** Task objective **
Please copy, word for word, the passage of the Azure ML Pipelines post below between "Loading a Data-set" and "a reference data-set.", inclusive.

** Excerpt to read **
Azure ML Pipelines

This builds on previous post introduction Azure ML Pipelines. Below assumes that Azure ML Workspace has been created, initial virtual environment and azure-sdk dependency installation as been completed. Additionally config.json file needs to be downloaded from ML Workspace and placed in .azureml folder in project root directory.

Repository of code can be found here.

Building an Azure ML Pipeline

We will create a “typical” machine learning pipeline that will consist of the following steps:

  1. Retrieve a data-set from blog storage
  2. Add a classification feature to the data-set (0/1)
  3. Create and persist a classification model

Overall I found the Azure ML Pipelines API to be fairly straight-forward but also very low-level. Because of the low-level nature of the API there are several aspects which seems to drive poor development practices that annoyed me:

  • The common PythonScriptStep often requires duplicative input and argument parameters to pass values to the script to be run
  • The PythonScriptStep encourages (via examples) the use of code dumped into main
  • Almost all examples are via in the context of a Jupyter Notebook
  • Pipelines can not be run locally which can make debugging more challenging that it should be

A future post will cover these additional topics:

  • How to create a more descriptive approach to creating Azure ML Pipelines with a novel Framework
  • How to debug individual steps via unit-testing locally
  • How to use additional ML Pipeline metric logging (beyond print statements)

Loading a Data-set

There are multiple ways to load an initial data-set for Pipeline integestion. In this case I went for the simplest approach and used the ML Workspace UI to manually upload and name a reference data-set.

ML UI

The data-set used was via https://archive.ics.uci.edu/ml/datasets/Wine+Quality as .csv and named “wine-quality”.

** Information provided **
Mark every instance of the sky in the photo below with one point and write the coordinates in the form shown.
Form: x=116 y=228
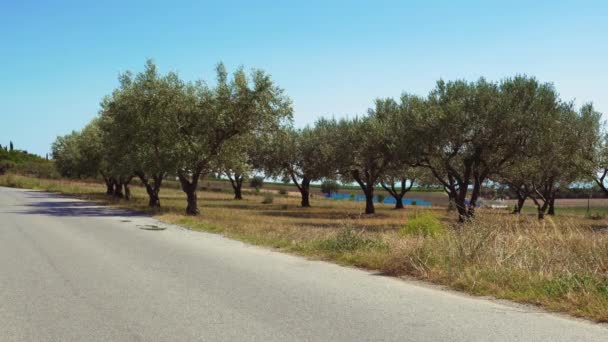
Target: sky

** The solution **
Loading a Data-set

There are multiple ways to load an initial data-set for Pipeline integestion. In this case I went for the simplest approach and used the ML Workspace UI to manually upload and name a reference data-set.